Hardly. From the text:
” the NPS and Interior made a number of park officials available for the personal tour. He was given first-class treatment by the park rangers and had the opportunity to interact with a number of park officials and Gracie the ‘bark ranger’ during his visit, “

Reply to  Nick Stokes
July 20, 2017 12:37 am

Nick,
that’s funny.
Zukerberg was supposed to meet a serious scientist for a deep and meaningful intellectual debate, but instead, he met some Park Rangers.
With the greatest of respect to park rangers, the comparison is hardly appropriate.

Old England
Reply to  HotScot
July 20, 2017 12:43 am

and Zuckerberg’s qualifications in climate science are ??? ………… seems a highly sensible decision to avoid wasting a scientist’s time discussing climate with someone who appears to me to be a climactivist with an overblown opinion of their own importance.

roger
Reply to  HotScot
July 20, 2017 1:12 am

I was under the impression from my grandchildren that peak facebook was reached some time ago and that the new technologies of linked in and snapchat are where the ‘cool’ are at.
Mr. Zukerberg it seems heads a declining, dare I say, sunset bound industry in need of full time attention which he would be well advised to address.

Dodgy Geezer
Reply to  HotScot
July 20, 2017 1:13 am

..instead, he met some Park Rangers.
With the greatest of respect to park rangers, the comparison is hardly appropriate…..

Um. The Park Rangers would know what is happening in the Park. The ‘serious scientist’ would know what his theories SAY is happening.

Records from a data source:
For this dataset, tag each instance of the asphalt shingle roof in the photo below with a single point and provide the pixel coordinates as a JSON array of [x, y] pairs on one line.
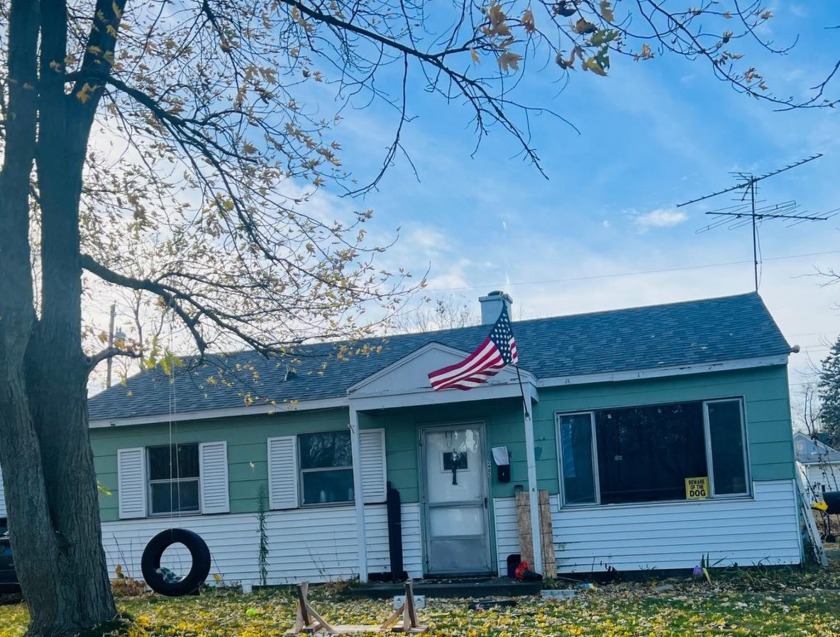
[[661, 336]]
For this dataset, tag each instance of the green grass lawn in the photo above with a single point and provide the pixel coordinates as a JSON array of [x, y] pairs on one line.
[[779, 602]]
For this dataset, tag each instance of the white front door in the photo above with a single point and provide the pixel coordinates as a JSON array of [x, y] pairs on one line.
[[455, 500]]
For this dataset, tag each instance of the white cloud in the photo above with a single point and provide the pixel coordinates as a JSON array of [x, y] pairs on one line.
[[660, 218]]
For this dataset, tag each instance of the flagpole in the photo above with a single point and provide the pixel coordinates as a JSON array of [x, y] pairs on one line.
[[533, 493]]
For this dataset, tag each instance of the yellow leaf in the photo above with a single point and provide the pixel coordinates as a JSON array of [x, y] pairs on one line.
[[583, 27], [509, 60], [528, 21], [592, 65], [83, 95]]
--
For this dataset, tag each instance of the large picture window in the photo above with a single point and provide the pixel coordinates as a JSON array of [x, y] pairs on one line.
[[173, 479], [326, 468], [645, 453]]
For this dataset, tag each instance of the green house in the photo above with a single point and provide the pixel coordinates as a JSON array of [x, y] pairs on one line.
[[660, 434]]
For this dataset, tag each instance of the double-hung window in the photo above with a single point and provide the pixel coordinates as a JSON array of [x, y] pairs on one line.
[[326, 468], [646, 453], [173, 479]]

● Request 1: In the comment thread, what name is given to the "bark ranger"?
● Request 2: Give only the number of lines in the rows that contain the word "array".

● Exercise answer 1: Gracie

● Exercise answer 2: 9